== WHAT THE TASK ASKS ==
Every line containing the word "road" is to be copied from the data below.

==== SOURCE DATA

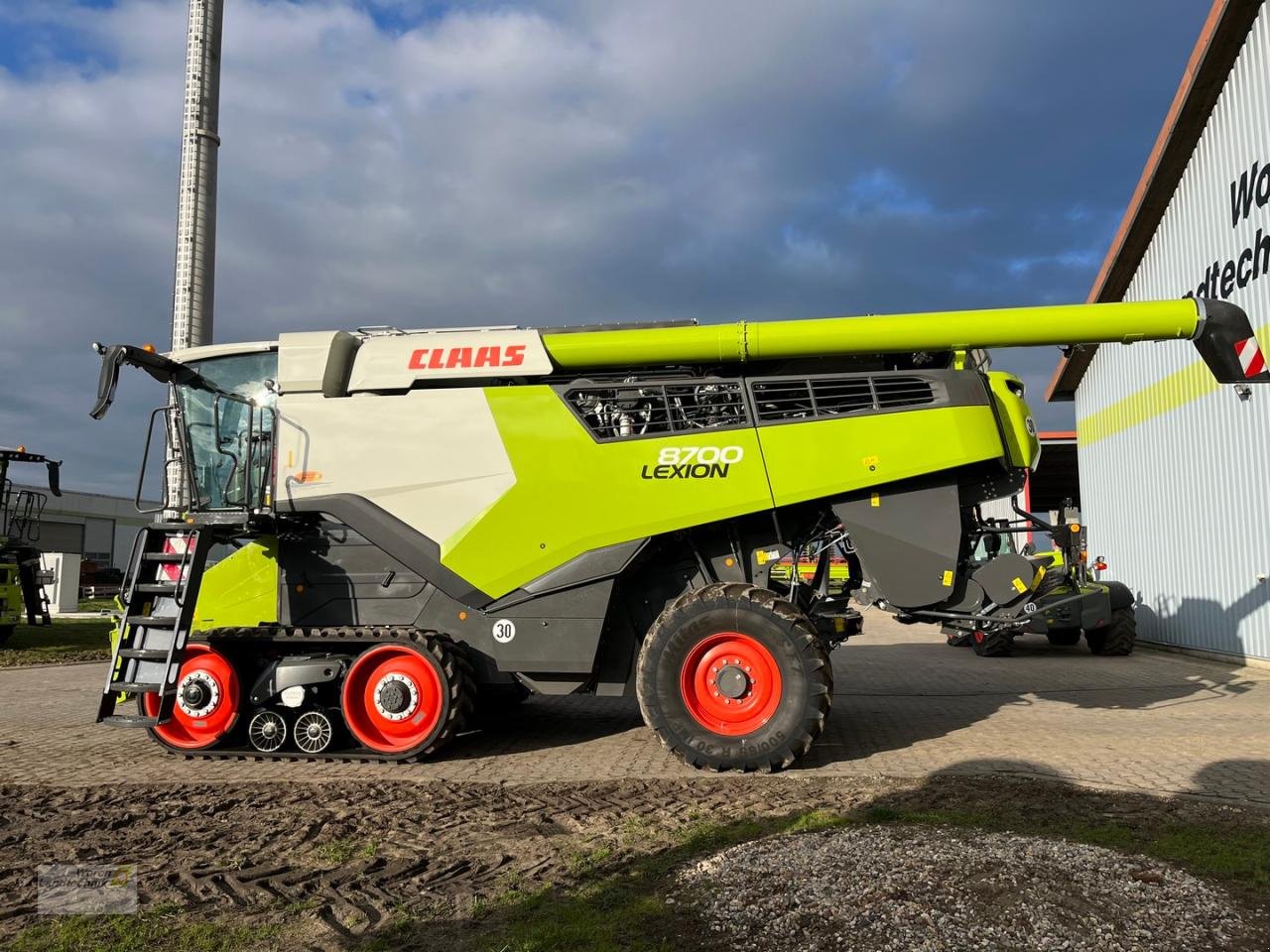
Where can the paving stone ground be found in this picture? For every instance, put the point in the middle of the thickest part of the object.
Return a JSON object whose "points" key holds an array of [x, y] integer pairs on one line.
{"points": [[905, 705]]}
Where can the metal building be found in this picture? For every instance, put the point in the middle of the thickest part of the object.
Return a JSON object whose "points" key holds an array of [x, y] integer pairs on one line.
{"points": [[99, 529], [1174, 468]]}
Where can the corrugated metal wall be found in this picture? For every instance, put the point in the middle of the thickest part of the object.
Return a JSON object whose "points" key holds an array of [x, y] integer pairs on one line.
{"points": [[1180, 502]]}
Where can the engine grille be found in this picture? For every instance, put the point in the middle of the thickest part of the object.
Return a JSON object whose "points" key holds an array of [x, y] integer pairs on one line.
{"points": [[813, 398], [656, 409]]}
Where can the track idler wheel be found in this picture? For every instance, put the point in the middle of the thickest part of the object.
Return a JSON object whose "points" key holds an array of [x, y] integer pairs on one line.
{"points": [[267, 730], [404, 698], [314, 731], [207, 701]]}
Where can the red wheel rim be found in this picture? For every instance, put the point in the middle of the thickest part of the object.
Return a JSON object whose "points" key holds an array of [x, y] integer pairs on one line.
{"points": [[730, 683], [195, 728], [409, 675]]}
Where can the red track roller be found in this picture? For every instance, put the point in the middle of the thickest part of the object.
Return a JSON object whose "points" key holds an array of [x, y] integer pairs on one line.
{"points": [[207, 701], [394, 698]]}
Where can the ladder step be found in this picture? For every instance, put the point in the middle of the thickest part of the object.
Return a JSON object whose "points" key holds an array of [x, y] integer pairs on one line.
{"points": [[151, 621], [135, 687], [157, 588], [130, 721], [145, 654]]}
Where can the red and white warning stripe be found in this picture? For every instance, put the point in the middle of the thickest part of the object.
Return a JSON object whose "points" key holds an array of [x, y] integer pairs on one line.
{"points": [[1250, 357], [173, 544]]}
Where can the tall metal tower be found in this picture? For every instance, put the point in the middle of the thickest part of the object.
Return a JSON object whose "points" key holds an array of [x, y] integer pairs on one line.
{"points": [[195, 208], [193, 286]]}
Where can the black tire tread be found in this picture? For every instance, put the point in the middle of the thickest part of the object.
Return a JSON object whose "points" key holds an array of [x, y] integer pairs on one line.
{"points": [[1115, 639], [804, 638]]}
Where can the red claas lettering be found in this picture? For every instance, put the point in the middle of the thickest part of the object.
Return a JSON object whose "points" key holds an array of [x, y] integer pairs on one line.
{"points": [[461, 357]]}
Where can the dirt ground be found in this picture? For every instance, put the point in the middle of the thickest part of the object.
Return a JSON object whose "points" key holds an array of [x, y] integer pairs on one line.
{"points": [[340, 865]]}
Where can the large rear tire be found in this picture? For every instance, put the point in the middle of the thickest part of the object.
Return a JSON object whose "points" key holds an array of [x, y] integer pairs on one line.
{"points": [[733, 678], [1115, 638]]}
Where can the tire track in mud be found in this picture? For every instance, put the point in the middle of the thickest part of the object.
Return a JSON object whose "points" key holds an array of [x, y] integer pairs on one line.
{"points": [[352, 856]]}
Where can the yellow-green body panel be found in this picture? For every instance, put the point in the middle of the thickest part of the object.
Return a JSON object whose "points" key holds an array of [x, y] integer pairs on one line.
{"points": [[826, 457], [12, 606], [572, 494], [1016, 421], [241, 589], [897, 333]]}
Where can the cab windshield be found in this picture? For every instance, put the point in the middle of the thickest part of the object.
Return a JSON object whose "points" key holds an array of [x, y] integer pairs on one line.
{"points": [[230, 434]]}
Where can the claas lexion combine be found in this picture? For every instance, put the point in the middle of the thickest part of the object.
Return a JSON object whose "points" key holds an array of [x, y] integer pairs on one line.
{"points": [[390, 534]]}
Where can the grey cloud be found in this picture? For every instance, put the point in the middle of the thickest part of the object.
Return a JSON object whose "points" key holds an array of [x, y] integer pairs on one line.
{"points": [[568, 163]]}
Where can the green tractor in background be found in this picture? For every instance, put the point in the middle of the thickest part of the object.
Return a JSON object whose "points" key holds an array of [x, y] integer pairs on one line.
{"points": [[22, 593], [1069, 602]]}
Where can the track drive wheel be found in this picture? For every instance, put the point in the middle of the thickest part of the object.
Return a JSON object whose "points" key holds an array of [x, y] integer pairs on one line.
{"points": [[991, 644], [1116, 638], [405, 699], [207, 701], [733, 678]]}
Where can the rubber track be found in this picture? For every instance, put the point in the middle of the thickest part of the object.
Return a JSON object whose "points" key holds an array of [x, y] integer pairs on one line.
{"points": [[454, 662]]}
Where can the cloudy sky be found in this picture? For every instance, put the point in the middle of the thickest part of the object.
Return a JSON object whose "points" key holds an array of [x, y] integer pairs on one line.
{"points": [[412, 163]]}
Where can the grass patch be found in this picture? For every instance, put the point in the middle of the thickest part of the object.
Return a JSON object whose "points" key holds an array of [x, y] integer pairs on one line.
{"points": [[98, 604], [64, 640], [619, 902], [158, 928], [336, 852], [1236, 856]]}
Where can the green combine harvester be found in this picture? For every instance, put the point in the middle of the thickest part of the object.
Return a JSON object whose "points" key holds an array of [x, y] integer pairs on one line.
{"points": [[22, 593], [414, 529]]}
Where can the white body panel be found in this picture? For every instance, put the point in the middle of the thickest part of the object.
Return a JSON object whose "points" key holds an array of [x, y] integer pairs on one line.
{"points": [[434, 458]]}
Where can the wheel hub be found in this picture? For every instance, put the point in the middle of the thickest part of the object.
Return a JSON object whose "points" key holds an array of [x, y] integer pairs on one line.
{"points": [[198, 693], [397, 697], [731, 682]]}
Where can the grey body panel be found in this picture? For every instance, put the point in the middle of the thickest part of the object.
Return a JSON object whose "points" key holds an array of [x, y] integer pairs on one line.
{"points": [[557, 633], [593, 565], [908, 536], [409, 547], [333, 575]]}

========
==== SOURCE DATA

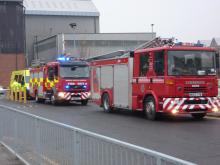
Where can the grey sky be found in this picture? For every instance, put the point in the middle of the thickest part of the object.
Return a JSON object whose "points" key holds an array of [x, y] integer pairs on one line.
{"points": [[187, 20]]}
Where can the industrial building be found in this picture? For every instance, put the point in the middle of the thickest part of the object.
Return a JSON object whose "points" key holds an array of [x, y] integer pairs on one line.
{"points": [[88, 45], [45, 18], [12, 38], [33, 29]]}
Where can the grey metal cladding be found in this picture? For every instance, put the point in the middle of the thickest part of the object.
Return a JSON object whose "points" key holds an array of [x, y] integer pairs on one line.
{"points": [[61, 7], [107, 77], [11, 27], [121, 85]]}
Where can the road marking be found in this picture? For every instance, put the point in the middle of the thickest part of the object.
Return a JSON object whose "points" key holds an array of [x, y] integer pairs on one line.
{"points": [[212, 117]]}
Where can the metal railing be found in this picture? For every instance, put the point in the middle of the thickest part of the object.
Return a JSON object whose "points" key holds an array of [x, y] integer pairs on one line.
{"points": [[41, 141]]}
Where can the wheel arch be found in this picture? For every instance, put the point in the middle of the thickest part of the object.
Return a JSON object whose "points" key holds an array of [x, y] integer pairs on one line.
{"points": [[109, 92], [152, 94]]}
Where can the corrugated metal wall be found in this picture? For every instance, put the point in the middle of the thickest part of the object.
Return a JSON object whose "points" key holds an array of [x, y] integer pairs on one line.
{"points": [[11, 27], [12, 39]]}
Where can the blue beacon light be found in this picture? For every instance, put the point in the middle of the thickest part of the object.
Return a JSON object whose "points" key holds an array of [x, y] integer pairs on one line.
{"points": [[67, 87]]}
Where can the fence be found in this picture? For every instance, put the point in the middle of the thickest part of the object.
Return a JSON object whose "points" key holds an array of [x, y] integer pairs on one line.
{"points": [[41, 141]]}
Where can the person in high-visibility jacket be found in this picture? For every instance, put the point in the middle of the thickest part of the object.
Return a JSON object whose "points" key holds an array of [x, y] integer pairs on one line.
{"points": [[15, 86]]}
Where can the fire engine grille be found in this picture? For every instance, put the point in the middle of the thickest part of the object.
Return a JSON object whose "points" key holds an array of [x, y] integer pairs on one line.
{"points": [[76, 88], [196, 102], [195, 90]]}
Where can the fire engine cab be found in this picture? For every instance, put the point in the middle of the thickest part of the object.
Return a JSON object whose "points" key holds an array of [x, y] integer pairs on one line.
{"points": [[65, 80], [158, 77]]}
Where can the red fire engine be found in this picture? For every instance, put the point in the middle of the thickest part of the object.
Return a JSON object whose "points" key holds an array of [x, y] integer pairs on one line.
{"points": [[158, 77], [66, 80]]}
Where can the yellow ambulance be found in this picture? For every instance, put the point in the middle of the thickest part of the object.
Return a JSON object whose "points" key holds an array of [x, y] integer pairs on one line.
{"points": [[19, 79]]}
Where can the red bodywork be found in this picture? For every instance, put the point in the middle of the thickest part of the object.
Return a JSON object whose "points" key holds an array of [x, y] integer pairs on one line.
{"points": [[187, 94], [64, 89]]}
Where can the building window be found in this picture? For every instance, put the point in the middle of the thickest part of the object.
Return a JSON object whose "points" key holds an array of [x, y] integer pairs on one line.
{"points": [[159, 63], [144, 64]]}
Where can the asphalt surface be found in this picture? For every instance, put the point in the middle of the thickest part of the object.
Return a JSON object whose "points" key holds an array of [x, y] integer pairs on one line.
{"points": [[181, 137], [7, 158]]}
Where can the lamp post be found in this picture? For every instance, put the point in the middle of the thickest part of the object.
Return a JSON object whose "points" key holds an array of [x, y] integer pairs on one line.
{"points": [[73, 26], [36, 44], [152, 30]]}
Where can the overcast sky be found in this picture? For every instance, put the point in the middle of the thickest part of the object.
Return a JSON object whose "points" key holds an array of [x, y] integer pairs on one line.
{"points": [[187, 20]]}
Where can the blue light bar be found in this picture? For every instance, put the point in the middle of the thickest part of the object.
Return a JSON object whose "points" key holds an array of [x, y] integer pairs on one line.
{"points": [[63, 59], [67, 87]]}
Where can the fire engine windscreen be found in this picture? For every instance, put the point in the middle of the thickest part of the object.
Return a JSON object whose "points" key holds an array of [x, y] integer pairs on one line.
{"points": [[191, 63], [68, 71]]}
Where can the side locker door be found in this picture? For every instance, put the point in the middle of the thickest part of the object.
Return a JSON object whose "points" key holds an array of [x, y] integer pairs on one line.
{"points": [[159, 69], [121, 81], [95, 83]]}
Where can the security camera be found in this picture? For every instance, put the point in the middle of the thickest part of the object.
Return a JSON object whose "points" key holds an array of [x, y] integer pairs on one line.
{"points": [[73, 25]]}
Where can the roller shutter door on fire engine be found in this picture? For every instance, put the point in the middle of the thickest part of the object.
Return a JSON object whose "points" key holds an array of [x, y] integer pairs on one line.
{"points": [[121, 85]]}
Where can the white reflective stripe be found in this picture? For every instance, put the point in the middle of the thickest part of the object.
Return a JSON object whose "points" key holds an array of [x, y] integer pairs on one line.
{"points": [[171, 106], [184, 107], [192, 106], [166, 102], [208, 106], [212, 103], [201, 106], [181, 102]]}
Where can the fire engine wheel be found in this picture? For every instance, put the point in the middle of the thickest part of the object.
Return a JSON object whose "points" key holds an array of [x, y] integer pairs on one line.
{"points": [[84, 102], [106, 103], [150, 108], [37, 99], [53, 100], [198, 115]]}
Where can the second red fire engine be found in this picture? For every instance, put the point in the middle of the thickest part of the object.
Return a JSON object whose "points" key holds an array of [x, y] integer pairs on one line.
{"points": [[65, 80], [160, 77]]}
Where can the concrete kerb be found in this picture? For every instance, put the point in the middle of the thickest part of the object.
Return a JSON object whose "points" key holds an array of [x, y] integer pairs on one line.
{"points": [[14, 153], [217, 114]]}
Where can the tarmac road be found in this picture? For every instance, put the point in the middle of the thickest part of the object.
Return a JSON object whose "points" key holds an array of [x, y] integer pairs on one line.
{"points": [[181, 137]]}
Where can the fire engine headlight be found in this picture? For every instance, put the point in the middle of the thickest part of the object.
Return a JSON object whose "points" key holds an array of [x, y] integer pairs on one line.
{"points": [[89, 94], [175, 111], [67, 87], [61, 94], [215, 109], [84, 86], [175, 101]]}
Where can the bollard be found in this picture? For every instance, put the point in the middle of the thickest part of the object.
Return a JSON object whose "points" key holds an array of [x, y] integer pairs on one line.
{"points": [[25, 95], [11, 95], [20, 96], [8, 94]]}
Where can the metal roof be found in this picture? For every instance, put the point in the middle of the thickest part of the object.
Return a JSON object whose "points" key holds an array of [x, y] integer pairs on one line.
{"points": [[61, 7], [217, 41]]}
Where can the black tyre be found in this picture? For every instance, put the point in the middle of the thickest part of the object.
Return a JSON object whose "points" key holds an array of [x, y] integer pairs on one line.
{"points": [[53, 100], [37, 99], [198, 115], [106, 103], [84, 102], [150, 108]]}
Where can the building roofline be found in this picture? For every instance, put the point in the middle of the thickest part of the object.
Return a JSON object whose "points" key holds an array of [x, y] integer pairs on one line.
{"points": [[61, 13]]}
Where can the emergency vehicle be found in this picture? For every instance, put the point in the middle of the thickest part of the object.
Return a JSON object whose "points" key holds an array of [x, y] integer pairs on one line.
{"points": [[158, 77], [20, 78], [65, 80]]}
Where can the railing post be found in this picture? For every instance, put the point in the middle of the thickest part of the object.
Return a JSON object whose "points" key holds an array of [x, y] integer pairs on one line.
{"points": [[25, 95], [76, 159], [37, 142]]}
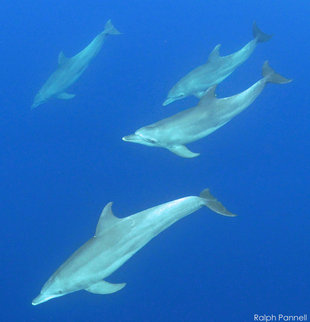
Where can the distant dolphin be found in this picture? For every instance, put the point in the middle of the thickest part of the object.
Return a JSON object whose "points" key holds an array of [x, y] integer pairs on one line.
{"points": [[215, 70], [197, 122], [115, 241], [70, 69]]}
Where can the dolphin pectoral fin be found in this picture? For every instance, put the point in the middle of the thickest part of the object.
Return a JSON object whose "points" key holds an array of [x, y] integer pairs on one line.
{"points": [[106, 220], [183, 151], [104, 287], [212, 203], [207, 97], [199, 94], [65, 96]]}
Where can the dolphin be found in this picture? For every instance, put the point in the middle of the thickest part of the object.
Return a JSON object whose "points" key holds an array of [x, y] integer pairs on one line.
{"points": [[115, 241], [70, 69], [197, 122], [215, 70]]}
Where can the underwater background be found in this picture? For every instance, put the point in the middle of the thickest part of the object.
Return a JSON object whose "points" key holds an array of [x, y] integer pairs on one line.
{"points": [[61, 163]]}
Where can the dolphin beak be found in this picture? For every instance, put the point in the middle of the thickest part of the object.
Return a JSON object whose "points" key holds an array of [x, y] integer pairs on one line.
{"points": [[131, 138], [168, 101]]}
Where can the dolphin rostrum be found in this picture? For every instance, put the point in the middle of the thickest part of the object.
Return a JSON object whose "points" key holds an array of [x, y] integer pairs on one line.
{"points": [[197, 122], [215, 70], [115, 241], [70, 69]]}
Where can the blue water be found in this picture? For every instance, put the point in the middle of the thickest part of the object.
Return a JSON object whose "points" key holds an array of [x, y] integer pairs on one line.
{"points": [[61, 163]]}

========

== THE COMPLETED TASK ==
Where can the road marking be found in this picture? For every instance, put the point in the middle of the thickest part of the object.
Where can the tarmac road be found in this picture? For every instance, put the point in the middle of the thickest part of the object.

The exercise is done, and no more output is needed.